◆ **GOAL A**:
Answer these from the SCL1C page:
(i) In which standard did this stator current limiter model first appear?
(ii) Which convention does QGenPu follow?
(iii) What value does parameter set 2 give for the fixed-time delay after pickup, tDScl?
Mark your answers (i), (ii), (iii), one per line.
◆ **GOAL B**: How would you put this sentence from the SCL1C page into Spanish: "This model is associated to one of the voltage regulators (types AC, DC, ST) defined by the IEEE Std 421.5-2016 [1]."
◆ **GOAL C**: Carry the SCL1C page forward, writing the part that would come after its last sentence.

◆ **SELECTED EXCERPT**:
SCL1C
IEEE SCL1C model
Context
This stator current limiter model first appeared in the IEEE Std 421.5-2016 [1].
Model use, assumptions, validity domain and limitations
This model is associated to one of the voltage regulators (types AC, DC, ST) defined by the IEEE Std 421.5-2016 [1].
The model provides two stator current limiter signals (one for overexcitation, the other for under excitation) for the purpose of takeover : the stator current limiter signals act as upper and lower limits (respectively) on the voltage regulator main signal which then becomes the excitation voltage.
Model inputs and outputs
The input signals are :
| Variable | Description | Unit |
|---|---|---|
| \(itPu\) | Complex stator current | \(pu\) (base \(SnRef\), \(UNom\)) |
| \(QGenPu\) | Reactive power generated by the synchronous machine | \(pu\) (base \(SnRef\)) |
| \(utPu\) | Complex stator voltage | \(pu\) (base \(UNom\)) |
\(QGenPu\) follows the generator convention.
The output signals are :
| Variable | Description | Unit |
|---|---|---|
| \(USclOelPu\) | Stator current overexcitation limitation output voltage | \(pu\) (base \(UNom\)) |
| \(USclUelPu\) | Stator current underexcitation limitation output voltage | \(pu\) (base \(UNom\)) |
Model parameters
| Parameter | Description | Unit | Value (set 1) | Value (set 2) | Value (set 3) |
|---|---|---|---|---|---|
| \(IqMinPu\) | Dead-band for reactive current | \(pu\) (base \(SnRef\), \(UNom\)) | \(0\) | \(0\) | \(0.1\) |
| \(ISclLimPu\) | SCL terminal current pick up level | \(pu\) (base \(SnRef\), \(UNom\)) | \(1.05\) | \(1.05\) | \(1.05\) |
| \(K\) | SCL timing characteristic factor | \(pu\) | \(1\) | \(1\) | \(1\) |
| \(KiOex\) | SCL integral gain (overexcited range) | \(pu\) | \(0.2\) | \(1\) | \(0.0303\) |
| \(KiUex\) | SCL integral gain (underexcited range) | \(pu\) | \(0.2\) | \(1\) | \(0.0303\) |
| \(KpOex\) | SCL proportional gain (overexcited range) | \(pu\) | \(0\) | \(0.1\) | \(0\) |
| \(KpUex\) | SCL proportional gain (underexcited range) | \(pu\) | \(0\) | \(0.1\) | \(0\) |
| \(Sw1\) | Reactive current/reactive power selector | \(-\) | \(true\) | \(true\) | \(false\) |
| \(Sw2\) | Fixed-time or inverse time selector | \(-\) | \(true\) | \(false\) | \(false\) |
| \(tDScl\) | Fixed-time delay after pickup | \(s\) | \(0\) | \(10\) | \(0\) |
| \(tInv\) | Inverse time delay after pickup | \(s\) | \(30\) | \(0\) | \(0\) |
| \(tIt\) | Terminal current transducer equivalent time constant | \(s\) | \(0.005\) | \(0.005\) | \(0.1\) |
| \(tQScl\) | Reactive current transducer equivalent time constant | \(s\) | \(0\) | \(0\) | \(0.02\) |
| \(VSclDb\) | Dead-band for reactive power or power factor | \(pu\) (base \(SnRef\)) | \(0.1\) | \(0.1\) | \(0.1\) |
| \(VSclMaxPu\) | SCL upper integrator limit | \(pu\) (base \(UNom\)) | \(1\) | \(0.3\) | \(0.2\) |
| \(VSclMinPu\) | SCL lower integrator limit | \(pu\) (base \(UNom\)) | \(0\) | \(0\) | \(-0.1\) |
The parameter sets correspond to a stator current limitation : - 1 : with an inverse time characteristic based on the reactive current of the generator; - 2 : with a fixed time characteristic based on the reactive current of the generator; - 3 : based on the reactive power output of the generator.

◆ **DATA LINES**:
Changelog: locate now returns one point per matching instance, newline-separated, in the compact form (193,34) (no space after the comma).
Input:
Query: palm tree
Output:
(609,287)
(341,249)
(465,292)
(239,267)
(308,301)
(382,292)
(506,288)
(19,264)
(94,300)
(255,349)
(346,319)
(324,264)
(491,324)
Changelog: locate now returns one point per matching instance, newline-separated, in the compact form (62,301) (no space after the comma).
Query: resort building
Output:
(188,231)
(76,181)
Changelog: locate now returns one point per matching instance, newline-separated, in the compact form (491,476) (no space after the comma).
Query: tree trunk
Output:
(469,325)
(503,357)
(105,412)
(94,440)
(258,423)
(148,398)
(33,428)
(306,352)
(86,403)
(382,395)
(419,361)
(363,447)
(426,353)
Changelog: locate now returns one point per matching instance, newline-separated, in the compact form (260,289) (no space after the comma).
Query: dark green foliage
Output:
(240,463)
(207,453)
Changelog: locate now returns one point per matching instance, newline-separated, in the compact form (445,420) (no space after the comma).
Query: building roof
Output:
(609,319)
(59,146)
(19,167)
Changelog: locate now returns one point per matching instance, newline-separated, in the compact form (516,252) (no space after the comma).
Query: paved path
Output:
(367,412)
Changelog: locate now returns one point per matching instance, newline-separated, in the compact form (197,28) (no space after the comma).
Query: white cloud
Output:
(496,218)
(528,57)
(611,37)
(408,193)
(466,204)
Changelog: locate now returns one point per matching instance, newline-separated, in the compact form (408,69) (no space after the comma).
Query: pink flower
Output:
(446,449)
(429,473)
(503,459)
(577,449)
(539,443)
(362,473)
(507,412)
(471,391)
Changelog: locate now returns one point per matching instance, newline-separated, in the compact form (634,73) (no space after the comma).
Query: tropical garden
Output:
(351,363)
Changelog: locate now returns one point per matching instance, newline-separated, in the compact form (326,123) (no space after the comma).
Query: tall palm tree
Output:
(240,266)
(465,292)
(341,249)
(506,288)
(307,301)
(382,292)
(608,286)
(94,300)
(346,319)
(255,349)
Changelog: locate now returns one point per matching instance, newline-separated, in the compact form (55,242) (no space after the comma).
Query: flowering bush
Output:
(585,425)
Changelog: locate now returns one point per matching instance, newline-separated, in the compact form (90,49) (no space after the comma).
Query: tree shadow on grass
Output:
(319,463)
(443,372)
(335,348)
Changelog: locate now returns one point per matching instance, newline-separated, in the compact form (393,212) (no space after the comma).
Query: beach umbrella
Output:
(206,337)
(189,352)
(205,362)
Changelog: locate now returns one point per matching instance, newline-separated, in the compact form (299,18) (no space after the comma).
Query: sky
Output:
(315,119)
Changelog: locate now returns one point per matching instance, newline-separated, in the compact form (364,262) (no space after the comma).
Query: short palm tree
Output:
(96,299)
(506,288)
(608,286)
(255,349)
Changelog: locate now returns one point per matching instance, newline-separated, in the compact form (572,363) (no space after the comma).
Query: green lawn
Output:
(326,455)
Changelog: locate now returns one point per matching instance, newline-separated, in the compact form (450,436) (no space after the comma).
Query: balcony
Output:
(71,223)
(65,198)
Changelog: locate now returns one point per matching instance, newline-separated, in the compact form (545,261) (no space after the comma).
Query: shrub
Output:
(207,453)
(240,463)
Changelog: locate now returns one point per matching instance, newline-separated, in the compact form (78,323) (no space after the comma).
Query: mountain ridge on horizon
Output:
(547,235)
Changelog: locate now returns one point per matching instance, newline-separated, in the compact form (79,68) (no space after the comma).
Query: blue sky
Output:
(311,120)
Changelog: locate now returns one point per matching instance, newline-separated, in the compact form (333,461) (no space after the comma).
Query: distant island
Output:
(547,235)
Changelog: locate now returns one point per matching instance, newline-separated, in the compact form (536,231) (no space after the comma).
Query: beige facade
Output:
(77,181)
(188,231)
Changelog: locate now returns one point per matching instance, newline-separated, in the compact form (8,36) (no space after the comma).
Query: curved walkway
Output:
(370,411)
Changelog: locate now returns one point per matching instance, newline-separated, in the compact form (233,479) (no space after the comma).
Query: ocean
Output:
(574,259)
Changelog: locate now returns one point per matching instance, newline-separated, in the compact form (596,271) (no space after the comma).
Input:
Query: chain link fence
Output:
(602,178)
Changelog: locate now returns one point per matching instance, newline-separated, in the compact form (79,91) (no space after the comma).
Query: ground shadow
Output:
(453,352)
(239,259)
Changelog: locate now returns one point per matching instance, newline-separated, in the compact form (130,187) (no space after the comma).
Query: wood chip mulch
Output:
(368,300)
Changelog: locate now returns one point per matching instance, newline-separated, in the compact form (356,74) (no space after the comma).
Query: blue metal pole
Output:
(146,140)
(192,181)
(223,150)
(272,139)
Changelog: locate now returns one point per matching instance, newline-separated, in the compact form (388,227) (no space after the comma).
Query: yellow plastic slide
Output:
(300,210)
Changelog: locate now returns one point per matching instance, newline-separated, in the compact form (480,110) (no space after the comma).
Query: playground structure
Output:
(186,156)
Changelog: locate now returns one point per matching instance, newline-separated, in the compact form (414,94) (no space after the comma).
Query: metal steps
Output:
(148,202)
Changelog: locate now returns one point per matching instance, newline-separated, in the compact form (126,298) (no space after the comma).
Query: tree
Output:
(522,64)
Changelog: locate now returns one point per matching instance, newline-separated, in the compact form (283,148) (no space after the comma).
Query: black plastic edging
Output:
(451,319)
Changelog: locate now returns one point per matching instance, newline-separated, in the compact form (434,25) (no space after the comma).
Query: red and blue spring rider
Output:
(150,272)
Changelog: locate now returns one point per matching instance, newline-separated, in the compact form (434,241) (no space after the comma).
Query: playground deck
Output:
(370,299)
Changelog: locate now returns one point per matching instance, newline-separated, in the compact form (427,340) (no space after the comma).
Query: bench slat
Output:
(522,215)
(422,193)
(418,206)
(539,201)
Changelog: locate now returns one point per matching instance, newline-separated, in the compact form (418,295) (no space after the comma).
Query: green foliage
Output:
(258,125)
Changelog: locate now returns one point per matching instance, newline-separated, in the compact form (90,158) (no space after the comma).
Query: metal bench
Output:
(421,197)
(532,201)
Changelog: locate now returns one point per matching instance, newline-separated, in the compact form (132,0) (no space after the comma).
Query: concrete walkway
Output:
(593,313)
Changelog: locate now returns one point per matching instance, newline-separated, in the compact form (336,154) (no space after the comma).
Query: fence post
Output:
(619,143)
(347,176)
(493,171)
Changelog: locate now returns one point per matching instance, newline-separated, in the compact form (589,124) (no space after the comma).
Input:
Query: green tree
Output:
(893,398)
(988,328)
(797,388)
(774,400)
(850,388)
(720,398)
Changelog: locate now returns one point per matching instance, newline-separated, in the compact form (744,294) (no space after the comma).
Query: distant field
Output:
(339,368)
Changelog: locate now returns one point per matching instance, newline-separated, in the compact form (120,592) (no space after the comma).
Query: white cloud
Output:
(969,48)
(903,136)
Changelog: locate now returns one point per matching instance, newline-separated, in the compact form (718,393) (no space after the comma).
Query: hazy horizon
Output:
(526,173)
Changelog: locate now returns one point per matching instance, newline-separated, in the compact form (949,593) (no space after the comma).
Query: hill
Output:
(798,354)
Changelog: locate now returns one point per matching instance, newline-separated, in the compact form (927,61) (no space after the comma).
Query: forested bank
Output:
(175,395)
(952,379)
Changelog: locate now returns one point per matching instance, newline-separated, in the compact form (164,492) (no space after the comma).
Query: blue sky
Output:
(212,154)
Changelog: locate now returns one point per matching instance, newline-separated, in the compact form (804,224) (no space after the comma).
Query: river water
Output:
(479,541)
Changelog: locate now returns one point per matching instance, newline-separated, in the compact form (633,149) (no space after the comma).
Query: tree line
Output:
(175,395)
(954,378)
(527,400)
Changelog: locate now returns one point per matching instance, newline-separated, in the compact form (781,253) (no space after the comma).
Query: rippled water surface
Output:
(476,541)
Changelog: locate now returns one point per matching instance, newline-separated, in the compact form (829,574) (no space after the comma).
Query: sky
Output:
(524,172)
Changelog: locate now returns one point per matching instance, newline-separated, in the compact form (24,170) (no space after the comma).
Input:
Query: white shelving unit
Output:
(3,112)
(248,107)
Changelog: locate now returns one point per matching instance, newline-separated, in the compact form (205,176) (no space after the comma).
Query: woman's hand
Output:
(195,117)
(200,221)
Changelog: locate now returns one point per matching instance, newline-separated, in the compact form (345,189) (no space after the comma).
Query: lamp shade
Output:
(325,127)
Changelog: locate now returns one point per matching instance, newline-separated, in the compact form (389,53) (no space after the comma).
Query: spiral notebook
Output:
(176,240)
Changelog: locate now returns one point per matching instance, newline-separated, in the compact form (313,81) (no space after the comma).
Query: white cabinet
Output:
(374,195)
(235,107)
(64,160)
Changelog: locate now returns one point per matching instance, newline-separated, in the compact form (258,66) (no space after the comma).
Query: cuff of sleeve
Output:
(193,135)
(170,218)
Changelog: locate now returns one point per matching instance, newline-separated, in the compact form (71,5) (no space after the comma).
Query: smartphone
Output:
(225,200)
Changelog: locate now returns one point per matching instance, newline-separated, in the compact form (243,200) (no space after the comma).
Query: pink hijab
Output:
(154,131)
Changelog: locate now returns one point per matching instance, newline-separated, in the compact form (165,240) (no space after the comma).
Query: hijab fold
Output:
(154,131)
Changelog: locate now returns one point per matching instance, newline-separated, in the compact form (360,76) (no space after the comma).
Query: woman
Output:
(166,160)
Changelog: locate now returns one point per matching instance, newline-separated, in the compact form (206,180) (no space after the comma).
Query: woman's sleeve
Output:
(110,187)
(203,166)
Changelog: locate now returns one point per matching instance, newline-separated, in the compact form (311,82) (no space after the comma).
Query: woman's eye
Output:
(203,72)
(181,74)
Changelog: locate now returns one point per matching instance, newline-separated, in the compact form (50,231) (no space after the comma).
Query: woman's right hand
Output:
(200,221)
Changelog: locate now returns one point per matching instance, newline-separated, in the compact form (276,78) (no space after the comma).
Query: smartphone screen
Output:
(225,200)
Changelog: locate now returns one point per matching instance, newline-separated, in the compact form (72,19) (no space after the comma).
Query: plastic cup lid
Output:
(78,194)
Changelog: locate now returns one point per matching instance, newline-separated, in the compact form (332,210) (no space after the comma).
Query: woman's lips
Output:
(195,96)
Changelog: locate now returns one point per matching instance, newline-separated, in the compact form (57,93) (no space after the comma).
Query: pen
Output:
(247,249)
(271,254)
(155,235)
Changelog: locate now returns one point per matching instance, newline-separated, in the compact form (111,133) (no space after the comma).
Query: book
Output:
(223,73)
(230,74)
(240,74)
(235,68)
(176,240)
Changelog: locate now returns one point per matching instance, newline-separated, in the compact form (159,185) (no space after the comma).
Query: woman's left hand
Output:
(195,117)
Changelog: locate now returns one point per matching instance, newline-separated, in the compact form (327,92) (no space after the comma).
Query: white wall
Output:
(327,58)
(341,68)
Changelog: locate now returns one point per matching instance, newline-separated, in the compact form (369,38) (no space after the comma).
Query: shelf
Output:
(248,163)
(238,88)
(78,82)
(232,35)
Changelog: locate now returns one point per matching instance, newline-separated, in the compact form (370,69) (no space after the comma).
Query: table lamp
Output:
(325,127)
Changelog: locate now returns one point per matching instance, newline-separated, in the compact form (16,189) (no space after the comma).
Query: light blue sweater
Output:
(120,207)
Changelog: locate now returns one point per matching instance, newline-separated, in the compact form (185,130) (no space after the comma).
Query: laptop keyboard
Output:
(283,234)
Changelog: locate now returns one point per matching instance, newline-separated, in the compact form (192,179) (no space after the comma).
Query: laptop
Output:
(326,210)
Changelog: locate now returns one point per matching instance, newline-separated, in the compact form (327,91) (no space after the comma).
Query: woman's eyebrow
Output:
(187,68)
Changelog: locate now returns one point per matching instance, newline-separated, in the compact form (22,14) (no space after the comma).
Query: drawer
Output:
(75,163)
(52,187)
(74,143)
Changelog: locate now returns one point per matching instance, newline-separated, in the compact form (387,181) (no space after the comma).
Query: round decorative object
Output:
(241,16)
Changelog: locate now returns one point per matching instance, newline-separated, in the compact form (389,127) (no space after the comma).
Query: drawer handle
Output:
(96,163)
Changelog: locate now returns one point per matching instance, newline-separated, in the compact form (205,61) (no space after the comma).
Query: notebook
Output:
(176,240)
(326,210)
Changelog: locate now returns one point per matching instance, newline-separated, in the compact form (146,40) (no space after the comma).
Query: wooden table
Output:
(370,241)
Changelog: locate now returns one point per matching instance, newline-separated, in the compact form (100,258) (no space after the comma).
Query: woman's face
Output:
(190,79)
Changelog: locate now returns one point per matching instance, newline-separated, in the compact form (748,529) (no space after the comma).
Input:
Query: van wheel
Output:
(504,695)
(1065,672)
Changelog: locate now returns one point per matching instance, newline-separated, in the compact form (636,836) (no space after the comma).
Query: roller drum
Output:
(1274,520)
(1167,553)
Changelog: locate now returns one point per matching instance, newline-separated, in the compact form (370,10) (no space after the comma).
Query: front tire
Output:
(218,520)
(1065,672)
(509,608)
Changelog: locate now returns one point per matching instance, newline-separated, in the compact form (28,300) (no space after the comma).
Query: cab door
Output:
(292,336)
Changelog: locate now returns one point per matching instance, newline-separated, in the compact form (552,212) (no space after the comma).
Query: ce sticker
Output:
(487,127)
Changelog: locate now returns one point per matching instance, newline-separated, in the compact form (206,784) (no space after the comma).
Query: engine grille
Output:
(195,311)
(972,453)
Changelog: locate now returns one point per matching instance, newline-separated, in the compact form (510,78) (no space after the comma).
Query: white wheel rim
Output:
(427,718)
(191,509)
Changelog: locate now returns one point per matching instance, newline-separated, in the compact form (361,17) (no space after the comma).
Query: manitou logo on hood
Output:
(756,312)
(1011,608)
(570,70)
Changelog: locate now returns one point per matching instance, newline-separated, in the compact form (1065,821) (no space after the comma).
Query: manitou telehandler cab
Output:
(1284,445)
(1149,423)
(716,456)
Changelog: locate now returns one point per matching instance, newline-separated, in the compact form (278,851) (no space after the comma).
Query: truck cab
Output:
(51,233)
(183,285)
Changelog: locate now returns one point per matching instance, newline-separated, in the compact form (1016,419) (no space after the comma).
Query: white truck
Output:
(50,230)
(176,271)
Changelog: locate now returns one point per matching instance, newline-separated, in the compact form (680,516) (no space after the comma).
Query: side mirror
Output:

◆ **EXPECTED OUTPUT A**:
(i) IEEE Std 421.5-2016
(ii) The generator convention
(iii) 10 s

◆ **EXPECTED OUTPUT B**: Este modelo está asociado a uno de los reguladores de tensión (tipos AC, DC, ST) definidos por la norma IEEE Std 421.5-2016 [1].

◆ **EXPECTED OUTPUT C**:
Model diagram
The input “\(ISclErrPu\) or \(0\)” of the OEL switch is determined as follows :
if (not \(Sw2\) and (\(ISclErrPu > 0\) for a duration \(> tDScl\))) or (\(Sw2\) and \(ISclInvPu > 0\)) if \(QGenPu > VSclDb\) input = \(ISclErrPu\) else input = \(0\) else input = \(0\)
The input “\(ISclErrPu\) or \(0\)” of the UEL switch is determined as follows :
if (not \(Sw2\) and (\(ISclErrPu > 0\) for a duration \(> tDScl\))) or (\(Sw2\) and \(ISclInvPu > 0\)) if \(QGenPu < -VSclDb\) input = \(ISclErrPu\) else input = \(0\) else input = \(0\)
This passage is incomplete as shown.